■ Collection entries
## begin

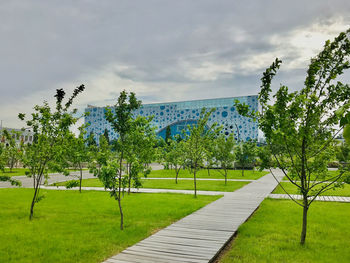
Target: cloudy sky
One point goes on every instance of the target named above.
(163, 50)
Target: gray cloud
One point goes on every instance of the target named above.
(163, 50)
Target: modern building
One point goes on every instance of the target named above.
(178, 115)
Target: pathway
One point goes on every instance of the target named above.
(318, 198)
(200, 236)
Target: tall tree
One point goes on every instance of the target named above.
(51, 129)
(224, 153)
(195, 148)
(121, 120)
(300, 127)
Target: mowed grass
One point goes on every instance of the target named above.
(330, 175)
(214, 174)
(292, 189)
(170, 184)
(14, 172)
(273, 234)
(73, 227)
(21, 172)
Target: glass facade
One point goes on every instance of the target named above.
(178, 115)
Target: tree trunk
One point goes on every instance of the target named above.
(195, 182)
(304, 227)
(81, 177)
(129, 169)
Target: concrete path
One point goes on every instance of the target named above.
(200, 236)
(53, 178)
(318, 198)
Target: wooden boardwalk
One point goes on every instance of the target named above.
(199, 237)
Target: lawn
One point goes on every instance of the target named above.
(330, 175)
(292, 189)
(73, 227)
(273, 234)
(170, 184)
(214, 174)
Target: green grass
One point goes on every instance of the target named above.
(292, 189)
(214, 174)
(170, 184)
(273, 234)
(73, 227)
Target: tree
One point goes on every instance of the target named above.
(91, 142)
(77, 153)
(12, 151)
(168, 135)
(224, 153)
(245, 154)
(300, 127)
(195, 138)
(141, 141)
(51, 129)
(121, 122)
(105, 133)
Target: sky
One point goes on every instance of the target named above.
(163, 50)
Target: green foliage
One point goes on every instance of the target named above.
(224, 153)
(73, 227)
(195, 142)
(300, 127)
(110, 170)
(51, 130)
(245, 153)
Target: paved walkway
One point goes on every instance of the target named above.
(318, 198)
(200, 236)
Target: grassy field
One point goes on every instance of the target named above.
(20, 171)
(170, 184)
(73, 227)
(214, 174)
(292, 189)
(273, 233)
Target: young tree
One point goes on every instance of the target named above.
(121, 120)
(224, 153)
(77, 153)
(105, 133)
(141, 141)
(168, 135)
(51, 129)
(245, 153)
(300, 126)
(195, 143)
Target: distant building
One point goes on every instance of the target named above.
(178, 115)
(25, 136)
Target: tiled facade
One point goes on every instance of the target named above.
(179, 114)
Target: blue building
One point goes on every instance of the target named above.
(178, 115)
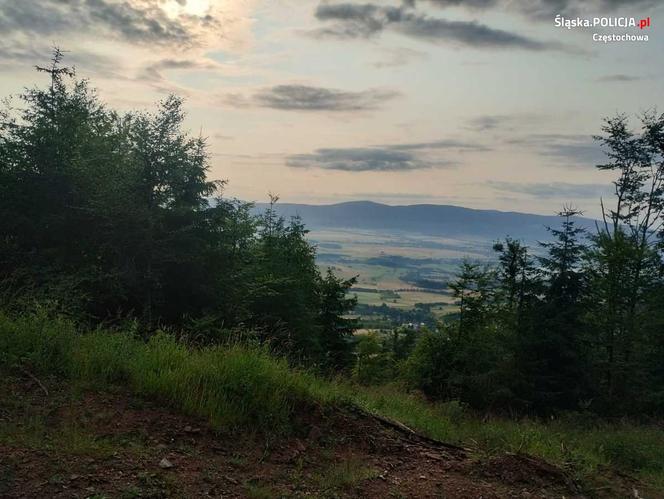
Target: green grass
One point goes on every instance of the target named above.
(240, 386)
(231, 386)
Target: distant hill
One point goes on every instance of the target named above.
(426, 219)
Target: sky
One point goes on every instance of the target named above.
(476, 103)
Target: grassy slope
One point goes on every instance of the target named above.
(245, 387)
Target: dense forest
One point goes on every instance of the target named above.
(110, 219)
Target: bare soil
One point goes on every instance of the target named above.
(77, 443)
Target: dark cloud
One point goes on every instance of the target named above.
(440, 144)
(308, 98)
(137, 22)
(552, 190)
(350, 20)
(363, 160)
(618, 78)
(566, 150)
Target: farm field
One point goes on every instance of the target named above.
(400, 269)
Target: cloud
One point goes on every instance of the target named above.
(311, 98)
(440, 144)
(567, 149)
(154, 71)
(395, 57)
(487, 122)
(552, 190)
(618, 78)
(351, 21)
(136, 21)
(542, 9)
(501, 122)
(362, 160)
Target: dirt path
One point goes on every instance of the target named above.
(68, 444)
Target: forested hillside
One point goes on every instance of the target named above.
(123, 264)
(428, 219)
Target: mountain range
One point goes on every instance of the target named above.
(425, 219)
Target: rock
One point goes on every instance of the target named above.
(165, 464)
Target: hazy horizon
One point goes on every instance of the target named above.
(483, 104)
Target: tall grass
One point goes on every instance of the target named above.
(240, 386)
(230, 386)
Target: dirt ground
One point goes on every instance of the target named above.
(58, 442)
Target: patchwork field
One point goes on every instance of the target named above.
(400, 270)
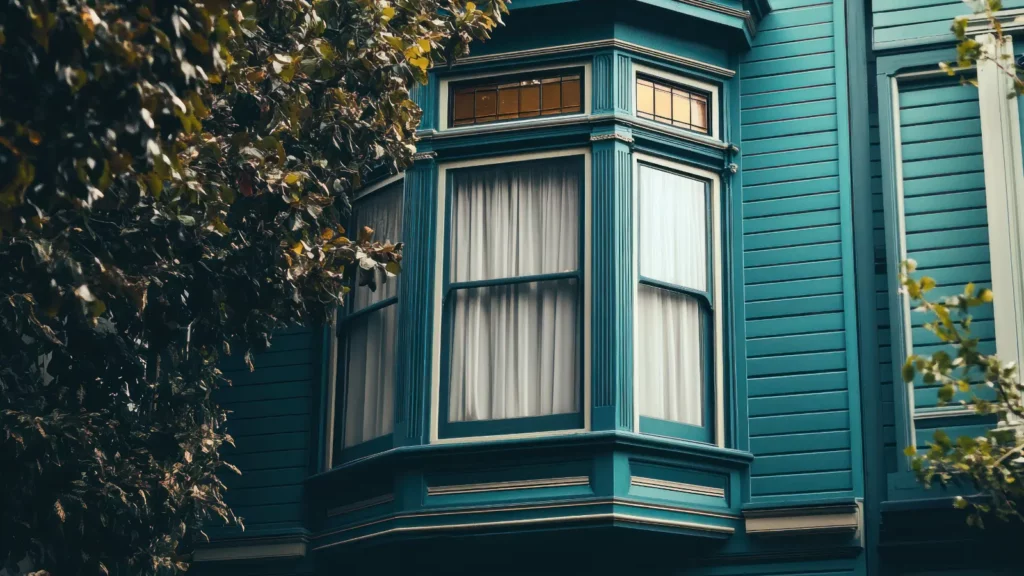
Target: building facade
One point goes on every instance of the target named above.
(648, 320)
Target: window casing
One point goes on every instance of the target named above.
(546, 92)
(678, 366)
(368, 326)
(511, 350)
(665, 97)
(572, 78)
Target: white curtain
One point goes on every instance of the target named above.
(370, 366)
(673, 249)
(514, 347)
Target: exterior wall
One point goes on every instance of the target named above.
(801, 332)
(272, 423)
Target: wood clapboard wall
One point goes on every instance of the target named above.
(906, 23)
(271, 423)
(800, 425)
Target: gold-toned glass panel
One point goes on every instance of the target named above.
(545, 93)
(672, 105)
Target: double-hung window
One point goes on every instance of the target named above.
(512, 298)
(368, 329)
(677, 301)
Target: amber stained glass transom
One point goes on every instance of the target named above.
(672, 105)
(546, 93)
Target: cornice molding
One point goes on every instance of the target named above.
(678, 487)
(979, 24)
(609, 43)
(599, 517)
(509, 485)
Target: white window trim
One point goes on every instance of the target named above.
(332, 345)
(716, 248)
(445, 83)
(435, 375)
(686, 82)
(1004, 197)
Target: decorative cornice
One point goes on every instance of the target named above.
(979, 24)
(678, 487)
(614, 517)
(611, 136)
(609, 43)
(360, 505)
(745, 15)
(429, 155)
(255, 548)
(793, 521)
(510, 485)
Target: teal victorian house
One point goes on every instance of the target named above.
(648, 322)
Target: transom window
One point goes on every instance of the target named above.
(512, 299)
(675, 303)
(513, 97)
(671, 104)
(368, 329)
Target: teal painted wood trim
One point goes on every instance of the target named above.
(872, 467)
(603, 84)
(611, 325)
(849, 269)
(415, 304)
(624, 83)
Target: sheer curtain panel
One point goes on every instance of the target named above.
(673, 254)
(370, 330)
(514, 295)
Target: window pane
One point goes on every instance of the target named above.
(681, 109)
(673, 228)
(529, 97)
(663, 104)
(380, 210)
(464, 106)
(369, 370)
(570, 95)
(670, 356)
(514, 352)
(515, 219)
(645, 98)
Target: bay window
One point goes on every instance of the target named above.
(677, 300)
(365, 399)
(512, 290)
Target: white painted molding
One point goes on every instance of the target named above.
(1004, 196)
(250, 551)
(508, 485)
(613, 43)
(678, 487)
(782, 522)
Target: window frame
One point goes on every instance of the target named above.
(442, 430)
(687, 83)
(445, 98)
(339, 453)
(713, 429)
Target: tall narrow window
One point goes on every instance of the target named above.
(674, 304)
(368, 333)
(512, 299)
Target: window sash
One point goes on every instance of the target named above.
(705, 298)
(574, 420)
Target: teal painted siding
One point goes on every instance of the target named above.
(794, 264)
(903, 23)
(271, 423)
(945, 218)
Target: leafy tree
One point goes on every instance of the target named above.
(173, 177)
(991, 465)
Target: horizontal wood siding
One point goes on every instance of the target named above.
(796, 333)
(945, 217)
(905, 23)
(271, 421)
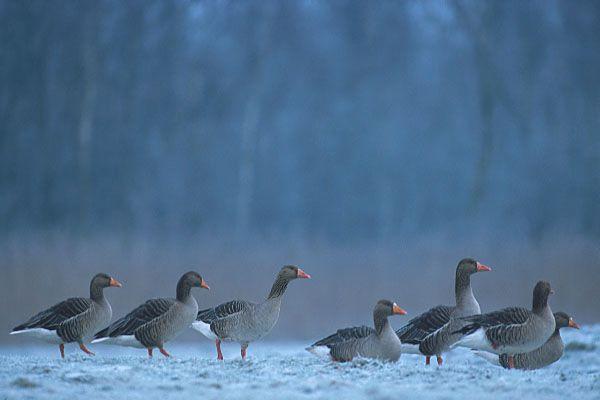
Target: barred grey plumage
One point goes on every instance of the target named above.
(73, 320)
(548, 353)
(499, 333)
(362, 341)
(157, 321)
(242, 321)
(431, 332)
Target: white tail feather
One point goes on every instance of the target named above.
(410, 349)
(319, 351)
(489, 357)
(123, 340)
(204, 329)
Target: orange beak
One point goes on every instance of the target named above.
(204, 285)
(573, 324)
(398, 310)
(302, 274)
(115, 283)
(483, 268)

## end

■ Required task
Return the listing above in full and without alteration, excluding its pictures.

■ Output of the exercise
Target: cloudy sky
One point goes on every instance of the target named above.
(163, 50)
Target: gray cloud
One point goes on every instance of the target named above.
(163, 50)
Target: modern building
One point goes on every instance of the target named above.
(178, 115)
Target: pathway
One point goes on every instance of the target named above.
(318, 198)
(200, 236)
Target: tall tree
One point goes on every instance of the target named above.
(51, 129)
(224, 153)
(195, 148)
(121, 120)
(300, 127)
Target: mowed grass
One point goes on every instance of the target named above.
(330, 175)
(214, 174)
(292, 189)
(170, 184)
(14, 172)
(273, 234)
(73, 227)
(21, 172)
Target: glass facade
One point goes on every instance of the target named above.
(178, 115)
Target: tree trunk
One point goes on every instance of the target named above.
(195, 182)
(304, 227)
(81, 177)
(129, 169)
Target: concrete path
One point goes on every instance of the target named above.
(200, 236)
(53, 178)
(318, 198)
Target: wooden boardwalk
One point goes on every instance of the target named above.
(199, 237)
Target: lawn
One point goes on every instance of the target named above.
(330, 175)
(292, 189)
(73, 227)
(273, 234)
(170, 184)
(214, 174)
Target: green grass
One point goes on every instance of the target named above.
(292, 189)
(214, 174)
(170, 184)
(273, 234)
(73, 227)
Target: tree
One point goes on every instance of the target named above.
(91, 142)
(77, 153)
(12, 151)
(168, 135)
(224, 153)
(245, 154)
(300, 127)
(195, 138)
(141, 141)
(51, 129)
(121, 122)
(105, 133)
Target: sky
One point goes on every instance of the target named above.
(163, 50)
Target: green foliage
One point goes on every instance of the target named above.
(224, 153)
(73, 227)
(195, 142)
(300, 127)
(110, 170)
(51, 130)
(245, 153)
Target: paved walkway
One point goes on every instance of the target named above.
(318, 198)
(200, 236)
Target: grassy field
One point goes on every instance of the target named above.
(20, 171)
(170, 184)
(73, 227)
(214, 174)
(292, 189)
(273, 233)
Target: young tree
One point goes on every instance of the target named above.
(121, 120)
(224, 153)
(77, 153)
(105, 133)
(141, 141)
(168, 135)
(51, 129)
(245, 153)
(300, 126)
(195, 143)
Target: distant building
One point goes on every instance of the target named above.
(178, 115)
(25, 136)
Target: tiled facade
One point goes on every instance of the target named above.
(179, 114)
Target: blue building
One point goes on every instance of the target named above.
(178, 115)
Target: green grass
One point goes on every instance of the target named above.
(240, 386)
(231, 386)
Target: distant hill
One point goes on every instance of the target named above.
(426, 219)
Target: sky
One point goes on every instance of the target named above.
(476, 103)
Target: grassy slope
One point goes on every instance of the target named above.
(245, 387)
Target: dense forest
One point goes on every instance of the target named above.
(110, 219)
Target: bare soil
One point goes on every instance of the target named above.
(77, 443)
Target: dark cloud
One point goes on every instance of the target named above.
(440, 144)
(308, 98)
(137, 22)
(552, 190)
(350, 20)
(363, 160)
(618, 78)
(566, 150)
Target: farm field
One point goes on every instance of the target named above.
(400, 269)
Target: cloud
One point goes on every instance of the target named above.
(311, 98)
(440, 144)
(567, 149)
(154, 71)
(395, 57)
(487, 122)
(552, 190)
(618, 78)
(351, 21)
(136, 21)
(542, 9)
(501, 122)
(362, 160)
Target: dirt path
One point goes on every instance of the target named above.
(68, 444)
Target: forested hillside
One point goes on every instance of the target named above.
(123, 264)
(428, 219)
Target: mountain range
One point goes on every instance of the target named above.
(425, 219)
Target: rock
One point goes on every instance of the target named above.
(165, 464)
Target: hazy horizon
One point goes on every instance of the target named above.
(483, 104)
Target: tall grass
One point goes on every instance of the target named above.
(240, 386)
(230, 386)
Target: dirt ground
One point goes on every instance of the target named above.
(58, 442)
Target: patchwork field
One point goes on every instance of the target named above.
(400, 270)
Target: building facade
One point goes on every instance of the target named above.
(648, 320)
Target: window casing
One point goes on every instance of the target named above.
(546, 92)
(678, 366)
(368, 326)
(511, 350)
(665, 97)
(572, 78)
Target: white curtain
One point goes on every instance of the target named above.
(370, 366)
(673, 249)
(514, 347)
Target: exterior wall
One point goes on every instance of the target named above.
(801, 332)
(272, 423)
Target: wood clapboard wall
One point goes on every instance of the target named above.
(906, 23)
(271, 423)
(800, 425)
Target: gold-toned glass panel
One point goes on every instance of the target named above.
(545, 93)
(672, 105)
Target: double-hung window
One point goes on every instance of the target named above.
(512, 298)
(368, 329)
(677, 301)
Target: amber stained glass transom
One point goes on every instance of the target named above.
(672, 105)
(546, 93)
Target: cornice molding
One point goes on every instance of the target named above.
(678, 487)
(979, 24)
(609, 43)
(599, 517)
(509, 485)
Target: white window trim
One point goes on every instance of the target named above.
(332, 345)
(716, 248)
(445, 83)
(435, 375)
(686, 82)
(1004, 197)
Target: decorative cornice
One point goes on every instance of the target named above.
(979, 24)
(678, 487)
(614, 517)
(611, 136)
(609, 43)
(360, 505)
(745, 15)
(429, 155)
(255, 548)
(793, 521)
(510, 485)
Target: teal victorian house
One point goes on every instance of the target named above.
(648, 322)
Target: transom window
One point goes on every instance of the target named above.
(512, 299)
(675, 303)
(513, 97)
(671, 104)
(368, 329)
Target: teal painted wood trim
One point goes on every instance of the target named above.
(872, 467)
(603, 84)
(611, 325)
(849, 269)
(415, 304)
(624, 83)
Target: sheer curtain panel
One point goes on every instance of the target named above.
(673, 254)
(370, 330)
(514, 295)
Target: window pane
One point goes on every instance of the target named above.
(681, 109)
(673, 228)
(529, 97)
(663, 104)
(380, 210)
(464, 106)
(369, 370)
(570, 95)
(670, 356)
(514, 352)
(515, 219)
(645, 98)
Target: bay window
One point goes on every instance of the target named above.
(677, 300)
(365, 399)
(512, 290)
Target: white painted molding
One point goes on every instance of the target named above.
(1004, 196)
(250, 551)
(508, 485)
(613, 43)
(678, 487)
(782, 522)
Target: window frame
One point goes on every instance of the target named above.
(442, 430)
(687, 83)
(445, 98)
(339, 453)
(713, 429)
Target: tall narrow window
One point goes on every instance of the target named above.
(674, 304)
(368, 333)
(512, 299)
Target: window sash
One point goes on every instance of the target named above.
(705, 298)
(574, 420)
Target: teal painted siding
One point goes on every instance of the target named above.
(794, 264)
(903, 23)
(271, 423)
(945, 218)
Target: leafy tree
One point goes on every instance of the target named above.
(173, 177)
(991, 465)
Target: horizontal wood siding
One point goes on every instance of the target named above.
(796, 333)
(945, 217)
(905, 23)
(271, 421)
Target: barred grey plumage
One point goes on every instance of the target named above.
(73, 320)
(548, 353)
(499, 333)
(362, 341)
(157, 321)
(242, 321)
(431, 332)
Target: white tail feather
One point goes on every instance of the target named above.
(410, 349)
(319, 351)
(489, 357)
(123, 340)
(204, 329)
Target: orange beak
One point goes on every instance of the target named above.
(204, 285)
(573, 324)
(398, 310)
(302, 274)
(115, 283)
(483, 268)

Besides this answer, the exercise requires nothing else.